### TASK BRIEF:
Render all of the data below as a numbered list, leaving out any blank lines.

Extracted records:
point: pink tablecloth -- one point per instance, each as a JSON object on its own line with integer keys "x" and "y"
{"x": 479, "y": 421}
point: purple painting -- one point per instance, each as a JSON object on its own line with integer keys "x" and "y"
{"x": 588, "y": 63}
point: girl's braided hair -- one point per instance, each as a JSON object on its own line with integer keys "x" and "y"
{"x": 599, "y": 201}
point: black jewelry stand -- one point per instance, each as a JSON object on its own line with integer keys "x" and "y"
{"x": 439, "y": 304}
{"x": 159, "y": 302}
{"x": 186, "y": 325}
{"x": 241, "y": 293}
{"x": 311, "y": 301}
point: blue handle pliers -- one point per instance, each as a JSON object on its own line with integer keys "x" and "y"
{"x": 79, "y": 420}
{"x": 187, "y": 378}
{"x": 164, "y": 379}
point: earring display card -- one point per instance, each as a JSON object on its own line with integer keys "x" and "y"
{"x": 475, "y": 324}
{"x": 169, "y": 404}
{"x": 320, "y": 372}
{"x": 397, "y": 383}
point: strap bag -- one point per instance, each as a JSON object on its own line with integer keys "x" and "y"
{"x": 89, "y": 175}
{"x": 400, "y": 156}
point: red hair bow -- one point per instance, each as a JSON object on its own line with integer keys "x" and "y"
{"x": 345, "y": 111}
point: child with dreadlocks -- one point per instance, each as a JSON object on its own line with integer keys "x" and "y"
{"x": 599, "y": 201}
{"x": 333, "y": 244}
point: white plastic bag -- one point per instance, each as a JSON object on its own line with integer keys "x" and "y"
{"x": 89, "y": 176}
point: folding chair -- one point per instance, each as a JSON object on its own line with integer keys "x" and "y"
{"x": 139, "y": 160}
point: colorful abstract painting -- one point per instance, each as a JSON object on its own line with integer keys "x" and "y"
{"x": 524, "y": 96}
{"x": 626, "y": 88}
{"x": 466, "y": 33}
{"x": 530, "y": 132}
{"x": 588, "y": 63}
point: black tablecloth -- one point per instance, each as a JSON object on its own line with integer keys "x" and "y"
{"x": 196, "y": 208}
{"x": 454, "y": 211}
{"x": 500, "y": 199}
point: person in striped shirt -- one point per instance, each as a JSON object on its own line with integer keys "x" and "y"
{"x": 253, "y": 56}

### EXPECTED OUTPUT:
1. point: pink tablecloth -- one point per instance, each as a JSON object on its own line with integer keys "x" and "y"
2. {"x": 479, "y": 421}
3. point: purple painting -- one point per instance, each as a JSON object on its own line with integer keys "x" and "y"
4. {"x": 588, "y": 63}
5. point: girl's braided hair -- one point per instance, each as a JSON object on its own line with integer keys "x" and "y"
6. {"x": 599, "y": 201}
7. point: black jewelry stand -- one point per instance, each as a JSON object on its own line with integer keys "x" and "y"
8. {"x": 439, "y": 304}
9. {"x": 159, "y": 302}
10. {"x": 186, "y": 325}
11. {"x": 241, "y": 293}
12. {"x": 311, "y": 301}
13. point: blue handle pliers -- one point per instance, each as a JSON object on its own line with integer keys "x" and "y"
14. {"x": 79, "y": 420}
15. {"x": 187, "y": 378}
16. {"x": 164, "y": 379}
17. point: earring display card -- one point per instance, each as a JSON object on its own line with integer keys "x" and "y"
18. {"x": 475, "y": 324}
19. {"x": 169, "y": 404}
20. {"x": 320, "y": 372}
21. {"x": 397, "y": 383}
22. point: strap bag -- one point per instance, each as a JSON object on its own line with integer keys "x" and "y"
23. {"x": 89, "y": 175}
24. {"x": 400, "y": 156}
25. point: red hair bow -- one point per instance, each as a JSON object on its own line with integer keys "x" and "y"
26. {"x": 345, "y": 111}
27. point: child with dreadlocks -- one point per instance, each as a JSON object on its own line with integer keys "x" and "y"
28. {"x": 599, "y": 201}
29. {"x": 333, "y": 244}
30. point: white plastic bag -- one point per instance, each as a JSON object on its own line with integer keys "x" and "y"
31. {"x": 89, "y": 176}
32. point: folding chair -- one point per instance, each as a JSON object on its own line with integer keys "x" and "y"
33. {"x": 139, "y": 160}
34. point: colorful abstract painting -- one point per instance, each as a JSON object on its own line with integer keys "x" and "y"
35. {"x": 524, "y": 96}
36. {"x": 626, "y": 88}
37. {"x": 466, "y": 33}
38. {"x": 530, "y": 132}
39. {"x": 588, "y": 63}
40. point: black tablecloth -- one point per instance, each as a JSON object on its own line with integer keys "x" and "y"
41. {"x": 196, "y": 208}
42. {"x": 454, "y": 211}
43. {"x": 500, "y": 199}
44. point: person in striped shirt -- one point per instance, each as a JSON object on its own line with integer keys "x" and "y"
45. {"x": 253, "y": 56}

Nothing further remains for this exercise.